(Short problem): Quote the material verbatim, starting at its first line and ending at the line that contains "Outline every instance of the man with", with that line included.

-*-

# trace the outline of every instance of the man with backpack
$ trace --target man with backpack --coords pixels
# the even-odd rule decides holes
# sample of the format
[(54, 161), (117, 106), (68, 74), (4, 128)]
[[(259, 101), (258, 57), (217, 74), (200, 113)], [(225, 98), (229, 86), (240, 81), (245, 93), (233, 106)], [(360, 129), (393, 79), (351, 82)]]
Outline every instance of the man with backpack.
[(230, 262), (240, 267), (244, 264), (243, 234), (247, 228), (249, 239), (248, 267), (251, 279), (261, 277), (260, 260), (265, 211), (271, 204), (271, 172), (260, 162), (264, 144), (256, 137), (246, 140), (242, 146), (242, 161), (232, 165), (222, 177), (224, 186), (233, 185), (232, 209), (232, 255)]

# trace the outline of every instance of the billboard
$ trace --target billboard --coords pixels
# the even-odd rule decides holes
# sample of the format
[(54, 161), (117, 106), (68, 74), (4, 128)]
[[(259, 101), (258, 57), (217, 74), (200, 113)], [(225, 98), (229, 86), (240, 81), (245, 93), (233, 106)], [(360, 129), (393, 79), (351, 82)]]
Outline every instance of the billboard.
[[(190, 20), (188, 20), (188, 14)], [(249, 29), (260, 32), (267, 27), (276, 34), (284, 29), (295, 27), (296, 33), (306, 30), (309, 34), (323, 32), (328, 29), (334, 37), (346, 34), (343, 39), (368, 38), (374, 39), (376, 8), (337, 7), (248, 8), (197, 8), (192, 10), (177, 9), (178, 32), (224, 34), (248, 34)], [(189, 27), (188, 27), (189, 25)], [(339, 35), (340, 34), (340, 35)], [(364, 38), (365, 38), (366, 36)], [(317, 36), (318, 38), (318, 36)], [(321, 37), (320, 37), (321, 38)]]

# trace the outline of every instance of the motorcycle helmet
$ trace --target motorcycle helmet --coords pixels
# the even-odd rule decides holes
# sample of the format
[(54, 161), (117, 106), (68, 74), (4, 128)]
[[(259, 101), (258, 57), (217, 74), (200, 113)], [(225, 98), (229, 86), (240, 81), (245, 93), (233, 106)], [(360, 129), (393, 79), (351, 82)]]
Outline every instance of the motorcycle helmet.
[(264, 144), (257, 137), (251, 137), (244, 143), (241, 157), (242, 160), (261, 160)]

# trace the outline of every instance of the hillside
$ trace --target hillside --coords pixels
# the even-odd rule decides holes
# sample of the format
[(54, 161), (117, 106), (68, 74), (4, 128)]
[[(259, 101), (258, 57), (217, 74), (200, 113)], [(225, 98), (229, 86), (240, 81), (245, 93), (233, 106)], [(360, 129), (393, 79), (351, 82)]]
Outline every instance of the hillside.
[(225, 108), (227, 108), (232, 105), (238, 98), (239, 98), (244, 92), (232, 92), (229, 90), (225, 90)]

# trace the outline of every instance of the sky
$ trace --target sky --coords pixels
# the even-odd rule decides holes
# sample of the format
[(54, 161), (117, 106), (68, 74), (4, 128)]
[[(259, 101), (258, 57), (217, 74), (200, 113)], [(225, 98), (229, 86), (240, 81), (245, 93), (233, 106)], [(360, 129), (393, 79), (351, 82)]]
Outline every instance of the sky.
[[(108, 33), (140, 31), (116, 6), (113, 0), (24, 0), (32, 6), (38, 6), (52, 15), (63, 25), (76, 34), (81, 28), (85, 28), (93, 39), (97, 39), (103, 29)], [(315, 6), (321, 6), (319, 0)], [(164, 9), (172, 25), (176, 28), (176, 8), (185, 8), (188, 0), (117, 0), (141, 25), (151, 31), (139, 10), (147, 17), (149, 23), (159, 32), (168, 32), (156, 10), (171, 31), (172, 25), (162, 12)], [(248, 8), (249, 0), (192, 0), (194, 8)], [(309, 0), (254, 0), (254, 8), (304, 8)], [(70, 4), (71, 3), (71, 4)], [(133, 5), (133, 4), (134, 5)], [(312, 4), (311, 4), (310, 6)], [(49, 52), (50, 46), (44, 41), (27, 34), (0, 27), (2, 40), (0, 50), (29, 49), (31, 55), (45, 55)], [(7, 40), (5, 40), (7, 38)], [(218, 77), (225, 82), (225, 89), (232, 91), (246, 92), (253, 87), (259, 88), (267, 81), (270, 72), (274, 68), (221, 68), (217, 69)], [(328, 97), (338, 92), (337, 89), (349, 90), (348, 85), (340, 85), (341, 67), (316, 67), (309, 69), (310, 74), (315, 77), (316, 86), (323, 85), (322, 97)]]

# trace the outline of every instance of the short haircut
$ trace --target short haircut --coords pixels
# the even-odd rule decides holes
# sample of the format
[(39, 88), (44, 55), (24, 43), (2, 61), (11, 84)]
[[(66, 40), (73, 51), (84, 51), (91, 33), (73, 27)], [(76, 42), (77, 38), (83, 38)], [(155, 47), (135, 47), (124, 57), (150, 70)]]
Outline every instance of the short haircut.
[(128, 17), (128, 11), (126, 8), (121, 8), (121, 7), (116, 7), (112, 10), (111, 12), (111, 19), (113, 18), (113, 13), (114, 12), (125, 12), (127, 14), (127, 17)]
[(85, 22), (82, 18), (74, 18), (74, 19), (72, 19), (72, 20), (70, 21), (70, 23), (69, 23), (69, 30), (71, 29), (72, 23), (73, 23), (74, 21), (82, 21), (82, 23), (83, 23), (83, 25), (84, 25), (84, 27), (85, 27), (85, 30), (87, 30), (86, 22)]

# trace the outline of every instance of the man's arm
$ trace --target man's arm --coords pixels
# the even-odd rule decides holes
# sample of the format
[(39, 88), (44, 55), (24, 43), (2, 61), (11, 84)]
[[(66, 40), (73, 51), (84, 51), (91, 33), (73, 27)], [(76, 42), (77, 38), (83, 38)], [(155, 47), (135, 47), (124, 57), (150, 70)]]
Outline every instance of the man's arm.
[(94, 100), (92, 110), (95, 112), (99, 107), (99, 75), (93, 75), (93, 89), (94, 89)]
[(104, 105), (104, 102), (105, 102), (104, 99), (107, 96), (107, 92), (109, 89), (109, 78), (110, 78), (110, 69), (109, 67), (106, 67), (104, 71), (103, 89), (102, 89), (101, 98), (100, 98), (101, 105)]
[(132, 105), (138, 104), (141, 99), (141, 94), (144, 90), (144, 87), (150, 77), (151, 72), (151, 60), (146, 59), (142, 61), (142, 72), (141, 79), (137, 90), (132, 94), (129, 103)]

-*-

(Response to this task):
# trace the outline of every instance of the man with backpack
$ trace --target man with backpack --coords pixels
# the even-odd rule decides holes
# sample of the format
[(54, 161), (117, 106), (68, 74), (4, 128)]
[[(259, 101), (258, 57), (217, 74), (200, 113)], [(225, 98), (229, 86), (240, 81), (245, 93), (233, 106)], [(360, 129), (393, 79), (351, 82)]]
Outline every instance of the man with backpack.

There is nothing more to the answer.